**Exercise aim:**
Among the entries that follow, some lines contain the word "concrete". Show all of them.

(Natural-language object grounding data)

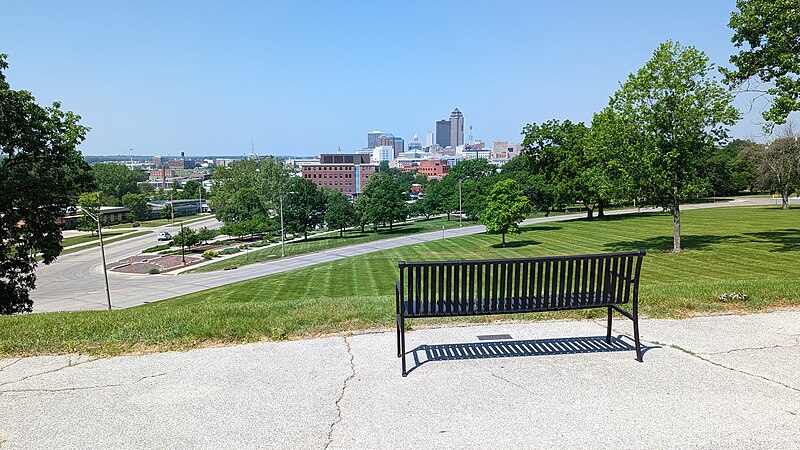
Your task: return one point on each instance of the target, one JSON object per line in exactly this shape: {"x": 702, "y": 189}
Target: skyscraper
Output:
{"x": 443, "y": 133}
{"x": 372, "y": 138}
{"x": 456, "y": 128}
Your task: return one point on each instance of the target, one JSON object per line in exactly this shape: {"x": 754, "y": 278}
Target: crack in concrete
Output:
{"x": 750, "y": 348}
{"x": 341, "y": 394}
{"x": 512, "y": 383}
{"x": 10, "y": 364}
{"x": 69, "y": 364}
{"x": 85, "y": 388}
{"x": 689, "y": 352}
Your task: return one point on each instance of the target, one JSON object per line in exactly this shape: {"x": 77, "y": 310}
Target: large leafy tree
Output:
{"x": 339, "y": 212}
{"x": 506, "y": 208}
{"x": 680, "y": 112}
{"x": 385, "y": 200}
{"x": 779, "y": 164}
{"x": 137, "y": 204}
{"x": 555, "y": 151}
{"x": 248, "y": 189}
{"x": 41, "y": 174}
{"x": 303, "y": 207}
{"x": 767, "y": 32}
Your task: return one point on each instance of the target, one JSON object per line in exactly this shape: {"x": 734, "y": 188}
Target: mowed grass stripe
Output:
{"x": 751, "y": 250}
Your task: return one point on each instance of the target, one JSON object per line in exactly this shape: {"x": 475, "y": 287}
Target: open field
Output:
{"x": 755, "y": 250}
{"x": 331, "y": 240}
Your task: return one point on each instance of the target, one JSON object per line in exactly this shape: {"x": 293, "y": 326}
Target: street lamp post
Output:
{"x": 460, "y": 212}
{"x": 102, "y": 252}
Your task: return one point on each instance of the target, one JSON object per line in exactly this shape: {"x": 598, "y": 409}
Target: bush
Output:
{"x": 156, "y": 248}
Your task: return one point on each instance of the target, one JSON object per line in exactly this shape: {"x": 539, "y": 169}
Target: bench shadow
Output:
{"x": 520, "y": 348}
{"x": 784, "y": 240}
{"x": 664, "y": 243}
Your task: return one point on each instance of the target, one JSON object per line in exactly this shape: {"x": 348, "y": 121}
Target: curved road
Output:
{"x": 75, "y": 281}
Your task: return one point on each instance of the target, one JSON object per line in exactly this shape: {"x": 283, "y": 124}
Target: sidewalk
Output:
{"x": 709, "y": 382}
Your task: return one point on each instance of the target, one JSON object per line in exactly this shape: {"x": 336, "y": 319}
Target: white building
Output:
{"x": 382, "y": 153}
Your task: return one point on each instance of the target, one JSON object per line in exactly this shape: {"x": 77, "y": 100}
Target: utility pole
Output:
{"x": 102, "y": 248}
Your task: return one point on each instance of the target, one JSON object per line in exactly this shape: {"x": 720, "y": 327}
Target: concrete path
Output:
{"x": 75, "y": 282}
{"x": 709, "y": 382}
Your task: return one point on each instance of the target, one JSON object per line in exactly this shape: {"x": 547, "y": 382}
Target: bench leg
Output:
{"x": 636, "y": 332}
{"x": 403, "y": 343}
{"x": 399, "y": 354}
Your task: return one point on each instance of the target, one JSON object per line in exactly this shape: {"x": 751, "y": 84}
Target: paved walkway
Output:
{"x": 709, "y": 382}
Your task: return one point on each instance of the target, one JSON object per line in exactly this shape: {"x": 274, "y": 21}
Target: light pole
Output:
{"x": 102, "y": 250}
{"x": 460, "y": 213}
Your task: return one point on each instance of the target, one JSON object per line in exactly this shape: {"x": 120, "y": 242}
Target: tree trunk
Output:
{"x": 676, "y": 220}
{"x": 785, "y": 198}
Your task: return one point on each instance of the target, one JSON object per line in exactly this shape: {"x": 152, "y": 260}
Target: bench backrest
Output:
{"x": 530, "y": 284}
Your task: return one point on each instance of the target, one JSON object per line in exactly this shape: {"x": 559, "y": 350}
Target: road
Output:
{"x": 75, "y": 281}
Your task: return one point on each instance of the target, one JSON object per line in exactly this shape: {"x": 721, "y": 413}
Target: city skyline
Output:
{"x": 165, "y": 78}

**The answer:**
Target: crack in concrete
Target: concrete path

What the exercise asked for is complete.